• _SOURCE EXTRACT_
[Corpora-List] Corpus methods for prosodic analysis

Tiberiu Boros tibi at racai.ro
Thu Apr 17 07:40:19 UTC 2014


Dear Matias,

Regarding the forced alignment proposed by Simon: there is also an 
alternative to perform a flat start initialization using HTK, in which 
case you do not require a pre-existing phonetic model, but if you are 
using a well resourced language you should use an available model (if 
possible). Also, from your mail I see that you want to check for a 
certain pattern in the files. You could try to do this automatically: 
maybe cluster some values for F0 and see if it hold on the entire corpus 
(anomaly detection).

Best wishes,
Tiberiu

On 16.04.2014 17:59, Simon Smith wrote:
> Hi Matías
>
> I think I agree with Marcin that a prosodic analysis may not be quite
> what you need here. Also it would be nice to know what the actual
> morphological-sentential correlation you found is.

• _WHAT YOU SHOULD DO_
Write the next part of the mailing-list message on corpus methods for prosodic analysis, picking up after its last quoted line.

• _RECORDED INFORMATION_
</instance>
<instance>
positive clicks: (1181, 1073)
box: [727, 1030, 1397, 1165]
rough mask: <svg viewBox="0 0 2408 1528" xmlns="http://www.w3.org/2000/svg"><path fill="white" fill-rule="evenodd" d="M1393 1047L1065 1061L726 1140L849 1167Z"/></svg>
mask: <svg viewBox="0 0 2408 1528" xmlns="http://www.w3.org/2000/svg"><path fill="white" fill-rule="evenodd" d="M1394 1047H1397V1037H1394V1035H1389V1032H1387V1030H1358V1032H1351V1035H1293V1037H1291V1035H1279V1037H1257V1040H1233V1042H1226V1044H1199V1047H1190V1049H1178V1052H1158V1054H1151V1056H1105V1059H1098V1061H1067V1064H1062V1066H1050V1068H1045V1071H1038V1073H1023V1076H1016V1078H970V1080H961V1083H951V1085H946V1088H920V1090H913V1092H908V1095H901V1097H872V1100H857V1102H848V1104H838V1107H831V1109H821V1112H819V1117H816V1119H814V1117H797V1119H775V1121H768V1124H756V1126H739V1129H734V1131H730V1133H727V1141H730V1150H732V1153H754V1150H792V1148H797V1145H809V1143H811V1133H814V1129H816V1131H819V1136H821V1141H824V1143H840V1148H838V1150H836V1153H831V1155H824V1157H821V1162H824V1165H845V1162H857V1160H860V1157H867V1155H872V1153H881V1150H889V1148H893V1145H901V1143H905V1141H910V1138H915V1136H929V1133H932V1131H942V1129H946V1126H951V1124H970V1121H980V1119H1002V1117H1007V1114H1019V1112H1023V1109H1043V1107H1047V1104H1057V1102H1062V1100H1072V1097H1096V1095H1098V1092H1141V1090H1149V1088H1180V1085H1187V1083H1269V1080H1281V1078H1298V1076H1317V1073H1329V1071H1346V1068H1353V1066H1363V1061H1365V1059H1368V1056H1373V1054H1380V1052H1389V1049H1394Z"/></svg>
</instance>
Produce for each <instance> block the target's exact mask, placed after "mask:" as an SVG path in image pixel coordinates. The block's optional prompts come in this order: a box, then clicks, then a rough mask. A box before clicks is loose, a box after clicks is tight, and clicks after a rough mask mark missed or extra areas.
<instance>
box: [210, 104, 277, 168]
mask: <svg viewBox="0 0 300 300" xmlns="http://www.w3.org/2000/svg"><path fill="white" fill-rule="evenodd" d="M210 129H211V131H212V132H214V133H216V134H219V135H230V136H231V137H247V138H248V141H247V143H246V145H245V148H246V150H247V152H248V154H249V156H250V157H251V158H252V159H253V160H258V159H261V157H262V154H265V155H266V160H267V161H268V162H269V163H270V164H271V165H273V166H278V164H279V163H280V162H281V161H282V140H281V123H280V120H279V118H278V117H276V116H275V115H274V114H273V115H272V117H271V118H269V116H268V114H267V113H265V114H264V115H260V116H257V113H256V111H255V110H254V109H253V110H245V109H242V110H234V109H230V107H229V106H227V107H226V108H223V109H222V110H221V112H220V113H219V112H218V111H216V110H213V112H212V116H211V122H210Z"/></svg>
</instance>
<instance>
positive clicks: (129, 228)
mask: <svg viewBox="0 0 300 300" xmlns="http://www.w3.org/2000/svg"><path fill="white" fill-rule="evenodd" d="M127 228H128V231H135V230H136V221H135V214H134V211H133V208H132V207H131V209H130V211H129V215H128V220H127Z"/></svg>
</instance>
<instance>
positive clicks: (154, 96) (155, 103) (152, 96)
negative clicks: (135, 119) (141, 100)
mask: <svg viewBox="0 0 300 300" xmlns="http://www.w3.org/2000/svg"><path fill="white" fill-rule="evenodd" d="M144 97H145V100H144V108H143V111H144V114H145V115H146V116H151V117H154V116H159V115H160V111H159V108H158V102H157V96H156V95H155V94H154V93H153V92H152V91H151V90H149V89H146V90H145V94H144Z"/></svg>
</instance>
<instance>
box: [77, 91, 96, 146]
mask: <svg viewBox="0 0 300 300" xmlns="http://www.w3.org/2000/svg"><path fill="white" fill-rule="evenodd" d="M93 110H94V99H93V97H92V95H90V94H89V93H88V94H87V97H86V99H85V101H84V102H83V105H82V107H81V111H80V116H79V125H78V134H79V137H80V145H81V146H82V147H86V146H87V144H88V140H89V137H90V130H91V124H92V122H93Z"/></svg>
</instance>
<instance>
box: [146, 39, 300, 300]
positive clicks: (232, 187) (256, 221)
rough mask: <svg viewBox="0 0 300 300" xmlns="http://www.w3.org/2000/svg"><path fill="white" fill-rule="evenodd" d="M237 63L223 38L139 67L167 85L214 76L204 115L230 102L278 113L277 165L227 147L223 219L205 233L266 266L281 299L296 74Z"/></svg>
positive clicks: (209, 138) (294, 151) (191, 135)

• _EXERCISE RESULT_
>
> If you do want to look into prosodically motivated segmentation,
> though, you could take a look at my PhD thesis
> http://etheses.bham.ac.uk/19/ . It describes a prosody-based utterance
> classification system. It makes use of the INTSINT and MOMEL prosodic
> analysis algorithms, by Daniel Hirst, and you might like to look those
> up as well https://groups.yahoo.com/neo/groups/momel-intsint/info .
>
> Simon
>
>> W dniu 2014-04-16 08:35, Matías Guzmán Naranjo pisze:
>>> Dear all,
>>>
>>> I found a strong correlation between what seems are sentence boundaries
>>> (in this case marked as punctuation marks), and a particular
>>> morphological alternation. Now I want to actually check for prosodic
>>> patterns in an oral corpus and see whether the correlation is actually
>>> there or if it's just because of idiosyncrasies of how the transcriber
>>> annotated the corpus.
>>>
>>> My question is this, are there any techniques for doing this
>>> automatically? Something like say, manually splitting the audio files in
>>> the relevant text units, but automatically doing an F0 analysis, or
>>> something similar. Also, is there any previous research that does this?
>> Wouldn't simply a search for the particular alternation and a sentence
>> boundary in another written corpus be enough to confirm this? You would
>> have a different annotator. Just asking -- the correlation may be owing
>> to the fact that this is a likely utterance ending.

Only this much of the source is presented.